Manuel Tainha (1922-2012)
Para citação: TAINHA, Manuel – Aquilo que vale a pena saber. Estudo Prévio 20. Lisboa: CEACT/UAL – Centro de Estudos de Arquitetura, Cidade e Território da Universidade Autónoma de Lisboa, 2022, p. 118-122. ISSN: 2182-4339 [Disponível em: www.estudoprevio.net]. DOI: https://doi.org/10.26619/2182-4339/20.17 (ed. original 1999). Publicado a partir de TAINHA, Manuel – Manuel Tainha, Textos de Arquitectura. Casal de Cambra: Caleidoscópio, 2006, p. 55-60.
Aquilo que vale a pena saber
Os intelectuais são uma classe queixosa. Uma classe que, segundo W. Lepenis, “não conhece outros estados que não sejam a melancolia e a utopia”. Estado a que quase sempre está associado um sentimento de culpa pelo estado do mundo.
Ora, no que diz respeito ao ensino da Arquitetura, eu acho que antes de mais nada temos de nos libertar desse irritante sentimento de culpa. Culpa por não praticarmos aquele ensino acima de toda a suspeita – que ninguém sabe ao certo o que é. Culpa por não produzirmos aquelas estrelas que iludam o nosso descontentamento. Culpa, enfim, porque a relva do jardim do Vizinho é sempre mais verde do que a nossa. O velho síndrome lusitano.
Este, o retrato que com muito zelo pintamos na parede, para que conste. Ora eu acho que se não temos que provar que somos os melhores, também não temos que provar que somos os piores. (“Que coisa é essa amigo que te põe de bem com os outros e mal contigo”) Basta que nos habituemos a viver com lucidez as contradições e incertezas inerentes ao ensino da Arquitectura – e que muitas são. Teremos que viver com elas sem nostalgia nem mortificação; e filosoficamente dizer como Leonardo: se não consegues fazer o que pensas, ao menos pensa o que fazes. Os filósofos sempre foram gente amarga. A este propósito, e para desdramatizar a pintura, gostaria de recordar duas ou três coisas.

**Registos**
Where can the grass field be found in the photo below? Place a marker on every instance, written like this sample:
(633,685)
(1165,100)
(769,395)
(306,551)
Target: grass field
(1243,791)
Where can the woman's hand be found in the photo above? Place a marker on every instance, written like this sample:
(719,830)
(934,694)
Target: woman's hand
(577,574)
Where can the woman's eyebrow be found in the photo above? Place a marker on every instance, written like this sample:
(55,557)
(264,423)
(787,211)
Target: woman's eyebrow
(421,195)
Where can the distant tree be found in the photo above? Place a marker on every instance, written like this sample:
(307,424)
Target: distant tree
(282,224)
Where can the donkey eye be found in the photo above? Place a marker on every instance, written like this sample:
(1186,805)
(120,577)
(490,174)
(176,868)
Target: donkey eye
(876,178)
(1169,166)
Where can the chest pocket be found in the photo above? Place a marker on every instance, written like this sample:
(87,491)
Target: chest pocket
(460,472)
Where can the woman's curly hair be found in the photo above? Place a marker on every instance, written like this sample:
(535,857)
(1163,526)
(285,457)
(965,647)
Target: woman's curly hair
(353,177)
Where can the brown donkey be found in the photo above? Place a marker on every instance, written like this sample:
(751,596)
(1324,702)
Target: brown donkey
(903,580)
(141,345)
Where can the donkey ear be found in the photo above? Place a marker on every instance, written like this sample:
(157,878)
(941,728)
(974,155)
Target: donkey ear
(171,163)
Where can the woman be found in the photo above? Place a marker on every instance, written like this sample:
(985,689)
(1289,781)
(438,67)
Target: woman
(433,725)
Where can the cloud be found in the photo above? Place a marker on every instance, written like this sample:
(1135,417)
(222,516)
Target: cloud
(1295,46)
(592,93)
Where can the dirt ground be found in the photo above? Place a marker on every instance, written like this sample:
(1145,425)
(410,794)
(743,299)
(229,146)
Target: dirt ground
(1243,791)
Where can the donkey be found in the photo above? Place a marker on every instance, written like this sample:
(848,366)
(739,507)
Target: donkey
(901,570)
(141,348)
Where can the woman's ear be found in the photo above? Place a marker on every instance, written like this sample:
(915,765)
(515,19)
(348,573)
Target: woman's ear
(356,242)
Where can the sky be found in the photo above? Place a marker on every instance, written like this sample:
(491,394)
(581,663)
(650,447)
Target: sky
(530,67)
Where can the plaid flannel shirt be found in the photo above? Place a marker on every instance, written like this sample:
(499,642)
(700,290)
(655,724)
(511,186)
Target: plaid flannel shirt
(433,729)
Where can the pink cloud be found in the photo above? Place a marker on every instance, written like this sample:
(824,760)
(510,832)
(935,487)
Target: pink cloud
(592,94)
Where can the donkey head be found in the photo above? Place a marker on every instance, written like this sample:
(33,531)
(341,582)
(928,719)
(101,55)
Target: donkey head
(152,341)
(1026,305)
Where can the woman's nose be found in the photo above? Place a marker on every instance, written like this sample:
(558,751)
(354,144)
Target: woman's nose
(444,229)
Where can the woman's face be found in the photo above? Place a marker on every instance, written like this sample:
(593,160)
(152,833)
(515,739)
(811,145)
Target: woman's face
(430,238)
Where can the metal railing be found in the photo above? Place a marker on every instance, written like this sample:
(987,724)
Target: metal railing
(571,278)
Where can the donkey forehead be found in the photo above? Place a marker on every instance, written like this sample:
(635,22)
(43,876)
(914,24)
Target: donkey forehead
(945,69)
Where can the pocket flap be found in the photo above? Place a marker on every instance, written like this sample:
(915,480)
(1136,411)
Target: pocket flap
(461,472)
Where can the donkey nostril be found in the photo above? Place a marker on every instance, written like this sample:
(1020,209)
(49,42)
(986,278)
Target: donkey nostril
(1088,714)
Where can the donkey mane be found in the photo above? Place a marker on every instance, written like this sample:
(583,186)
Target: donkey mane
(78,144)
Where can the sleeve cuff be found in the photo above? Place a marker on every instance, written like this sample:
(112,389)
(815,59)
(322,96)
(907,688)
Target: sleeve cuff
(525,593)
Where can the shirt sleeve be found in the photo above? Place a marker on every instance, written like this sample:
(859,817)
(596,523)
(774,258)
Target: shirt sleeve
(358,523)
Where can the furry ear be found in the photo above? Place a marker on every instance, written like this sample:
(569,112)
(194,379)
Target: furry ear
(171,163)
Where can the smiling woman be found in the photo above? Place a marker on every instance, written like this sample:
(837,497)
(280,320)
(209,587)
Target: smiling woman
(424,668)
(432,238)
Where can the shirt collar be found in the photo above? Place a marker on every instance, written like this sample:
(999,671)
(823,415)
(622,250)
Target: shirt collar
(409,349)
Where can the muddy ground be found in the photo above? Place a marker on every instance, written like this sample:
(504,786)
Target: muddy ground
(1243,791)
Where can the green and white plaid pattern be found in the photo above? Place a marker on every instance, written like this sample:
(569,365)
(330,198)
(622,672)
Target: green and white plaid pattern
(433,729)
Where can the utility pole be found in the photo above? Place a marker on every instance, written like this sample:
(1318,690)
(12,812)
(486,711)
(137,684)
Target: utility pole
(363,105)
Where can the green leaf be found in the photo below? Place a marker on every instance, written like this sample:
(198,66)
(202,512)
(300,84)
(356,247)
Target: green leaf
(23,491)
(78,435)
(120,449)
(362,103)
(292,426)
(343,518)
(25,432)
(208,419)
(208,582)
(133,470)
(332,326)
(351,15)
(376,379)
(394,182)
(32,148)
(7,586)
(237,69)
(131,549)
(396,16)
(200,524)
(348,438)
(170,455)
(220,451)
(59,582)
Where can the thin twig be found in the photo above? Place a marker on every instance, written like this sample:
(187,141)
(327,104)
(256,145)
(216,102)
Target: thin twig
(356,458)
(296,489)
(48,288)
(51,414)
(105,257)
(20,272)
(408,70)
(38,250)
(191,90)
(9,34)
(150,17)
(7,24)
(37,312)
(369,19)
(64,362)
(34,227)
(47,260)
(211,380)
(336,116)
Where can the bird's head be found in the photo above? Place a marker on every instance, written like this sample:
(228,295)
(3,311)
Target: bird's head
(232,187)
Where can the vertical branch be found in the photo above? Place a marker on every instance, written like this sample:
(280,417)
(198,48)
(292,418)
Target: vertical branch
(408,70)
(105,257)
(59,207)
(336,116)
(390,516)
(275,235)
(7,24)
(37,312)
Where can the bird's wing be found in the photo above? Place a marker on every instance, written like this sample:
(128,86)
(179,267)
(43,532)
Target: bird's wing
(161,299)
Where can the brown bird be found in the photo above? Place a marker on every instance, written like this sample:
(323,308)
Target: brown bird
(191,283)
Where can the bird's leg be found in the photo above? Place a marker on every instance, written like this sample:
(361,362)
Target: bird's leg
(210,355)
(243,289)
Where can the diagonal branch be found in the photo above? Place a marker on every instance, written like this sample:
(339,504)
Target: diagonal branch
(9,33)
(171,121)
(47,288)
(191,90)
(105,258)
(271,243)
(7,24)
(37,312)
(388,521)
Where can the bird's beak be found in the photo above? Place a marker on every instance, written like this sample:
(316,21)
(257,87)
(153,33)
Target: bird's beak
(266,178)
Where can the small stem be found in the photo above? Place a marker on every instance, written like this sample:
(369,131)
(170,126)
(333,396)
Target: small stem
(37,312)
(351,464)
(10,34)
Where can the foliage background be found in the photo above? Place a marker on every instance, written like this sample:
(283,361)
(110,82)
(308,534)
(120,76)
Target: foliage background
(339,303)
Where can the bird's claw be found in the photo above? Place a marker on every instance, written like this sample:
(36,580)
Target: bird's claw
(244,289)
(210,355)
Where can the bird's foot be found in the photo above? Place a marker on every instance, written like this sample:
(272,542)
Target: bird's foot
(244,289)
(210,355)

**Tarefa pedida**
Transcreva do texto sobre o ensino da Arquitetura o trecho que vai de "Para citação: TAINHA, Manuel" até "2006, p. 55-60.".

**Resultado**
Para citação: TAINHA, Manuel – Aquilo que vale a pena saber. Estudo Prévio 20. Lisboa: CEACT/UAL – Centro de Estudos de Arquitetura, Cidade e Território da Universidade Autónoma de Lisboa, 2022, p. 118-122. ISSN: 2182-4339 [Disponível em: www.estudoprevio.net]. DOI: https://doi.org/10.26619/2182-4339/20.17 (ed. original 1999). Publicado a partir de TAINHA, Manuel – Manuel Tainha, Textos de Arquitectura. Casal de Cambra: Caleidoscópio, 2006, p. 55-60.